PROBLEM DESCRIPTION: Write out, please, each line from the one containing "Give the mask of the white terrace" to the final line of the data, both included, exactly and without pictures.

EXTRACTED ENTRIES:
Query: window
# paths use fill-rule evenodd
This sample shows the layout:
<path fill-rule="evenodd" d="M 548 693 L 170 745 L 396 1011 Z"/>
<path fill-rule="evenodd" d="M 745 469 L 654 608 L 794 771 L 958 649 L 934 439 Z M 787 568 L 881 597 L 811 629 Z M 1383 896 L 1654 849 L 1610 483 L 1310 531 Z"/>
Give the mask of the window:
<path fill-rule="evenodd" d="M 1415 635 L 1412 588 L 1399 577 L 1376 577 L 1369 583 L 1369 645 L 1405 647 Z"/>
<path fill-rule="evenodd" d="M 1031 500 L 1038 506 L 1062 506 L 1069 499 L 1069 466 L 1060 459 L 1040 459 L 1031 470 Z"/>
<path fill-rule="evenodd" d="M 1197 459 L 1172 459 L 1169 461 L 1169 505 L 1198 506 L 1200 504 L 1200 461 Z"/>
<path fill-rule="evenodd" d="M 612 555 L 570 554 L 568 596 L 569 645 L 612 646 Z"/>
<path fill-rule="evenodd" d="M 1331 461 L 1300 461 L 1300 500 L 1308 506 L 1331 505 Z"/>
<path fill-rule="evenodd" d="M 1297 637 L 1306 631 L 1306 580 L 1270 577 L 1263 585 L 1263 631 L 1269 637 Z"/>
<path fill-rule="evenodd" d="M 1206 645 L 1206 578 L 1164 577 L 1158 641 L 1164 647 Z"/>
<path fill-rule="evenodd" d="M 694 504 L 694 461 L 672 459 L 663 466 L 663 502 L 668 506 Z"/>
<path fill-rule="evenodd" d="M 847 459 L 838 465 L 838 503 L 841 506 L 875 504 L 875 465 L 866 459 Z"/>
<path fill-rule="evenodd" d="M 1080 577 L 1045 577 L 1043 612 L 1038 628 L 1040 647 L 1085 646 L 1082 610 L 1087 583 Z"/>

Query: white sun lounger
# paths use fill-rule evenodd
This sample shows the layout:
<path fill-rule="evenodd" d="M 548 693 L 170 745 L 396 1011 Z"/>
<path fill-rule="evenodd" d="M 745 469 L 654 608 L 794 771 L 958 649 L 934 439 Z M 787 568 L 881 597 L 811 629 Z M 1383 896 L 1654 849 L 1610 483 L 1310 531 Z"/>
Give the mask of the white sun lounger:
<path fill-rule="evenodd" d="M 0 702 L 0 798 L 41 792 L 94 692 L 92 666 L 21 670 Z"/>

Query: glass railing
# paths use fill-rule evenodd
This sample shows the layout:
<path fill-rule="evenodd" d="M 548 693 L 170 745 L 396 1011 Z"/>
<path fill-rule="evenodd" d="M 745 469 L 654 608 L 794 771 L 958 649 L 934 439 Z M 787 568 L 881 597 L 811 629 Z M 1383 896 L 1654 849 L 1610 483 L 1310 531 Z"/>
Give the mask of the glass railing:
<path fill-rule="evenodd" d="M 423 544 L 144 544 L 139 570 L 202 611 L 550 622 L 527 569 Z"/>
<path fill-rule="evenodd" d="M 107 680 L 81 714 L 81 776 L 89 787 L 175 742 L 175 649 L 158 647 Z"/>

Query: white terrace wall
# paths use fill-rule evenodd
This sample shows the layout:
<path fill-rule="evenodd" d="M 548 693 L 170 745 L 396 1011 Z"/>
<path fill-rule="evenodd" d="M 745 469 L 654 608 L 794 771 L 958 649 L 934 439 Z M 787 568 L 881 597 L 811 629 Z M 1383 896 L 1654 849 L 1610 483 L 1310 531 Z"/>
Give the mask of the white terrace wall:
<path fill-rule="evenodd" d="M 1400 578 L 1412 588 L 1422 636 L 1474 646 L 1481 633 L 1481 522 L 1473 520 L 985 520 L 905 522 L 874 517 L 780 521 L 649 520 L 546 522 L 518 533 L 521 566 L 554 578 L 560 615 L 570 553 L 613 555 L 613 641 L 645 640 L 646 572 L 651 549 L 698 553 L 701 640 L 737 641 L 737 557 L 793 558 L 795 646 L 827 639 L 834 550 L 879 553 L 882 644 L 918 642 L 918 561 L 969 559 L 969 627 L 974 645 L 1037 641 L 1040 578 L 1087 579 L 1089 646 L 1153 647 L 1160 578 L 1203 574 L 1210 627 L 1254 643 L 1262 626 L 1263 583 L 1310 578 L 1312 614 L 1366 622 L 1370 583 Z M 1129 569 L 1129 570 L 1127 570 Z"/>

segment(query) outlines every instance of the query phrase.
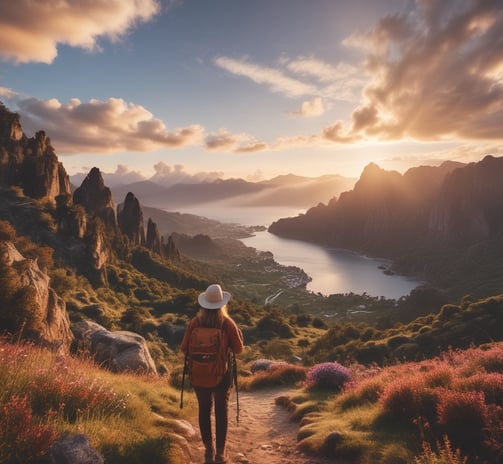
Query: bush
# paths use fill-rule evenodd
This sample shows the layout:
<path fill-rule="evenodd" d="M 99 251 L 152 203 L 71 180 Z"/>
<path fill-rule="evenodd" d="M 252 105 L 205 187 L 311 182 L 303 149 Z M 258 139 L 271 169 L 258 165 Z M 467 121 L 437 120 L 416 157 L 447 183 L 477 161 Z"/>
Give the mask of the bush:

TASK RESULT:
Give the mask of the white terrace wall:
<path fill-rule="evenodd" d="M 1400 578 L 1412 588 L 1422 636 L 1474 646 L 1481 633 L 1481 522 L 1473 520 L 985 520 L 905 522 L 874 517 L 780 521 L 649 520 L 546 522 L 518 533 L 521 566 L 554 578 L 560 615 L 570 553 L 613 555 L 613 641 L 645 640 L 646 572 L 651 549 L 698 553 L 701 640 L 737 641 L 737 557 L 793 558 L 795 646 L 827 639 L 834 550 L 879 553 L 882 644 L 918 642 L 918 561 L 969 559 L 969 627 L 974 645 L 1037 641 L 1040 578 L 1087 579 L 1089 646 L 1153 647 L 1160 578 L 1203 574 L 1210 627 L 1254 643 L 1262 626 L 1263 583 L 1310 578 L 1312 614 L 1366 622 L 1370 583 Z M 1129 569 L 1129 570 L 1127 570 Z"/>

segment(query) outlines every instance of the query phrase.
Query: bush
# paths use fill-rule evenodd
This sample shows the layout:
<path fill-rule="evenodd" d="M 99 251 L 152 203 L 71 180 Z"/>
<path fill-rule="evenodd" d="M 252 105 L 205 187 L 311 182 L 303 149 Z M 258 139 L 271 169 L 258 165 Z M 467 121 L 437 120 L 416 157 L 447 183 L 477 161 Z"/>
Give the mask of the bush:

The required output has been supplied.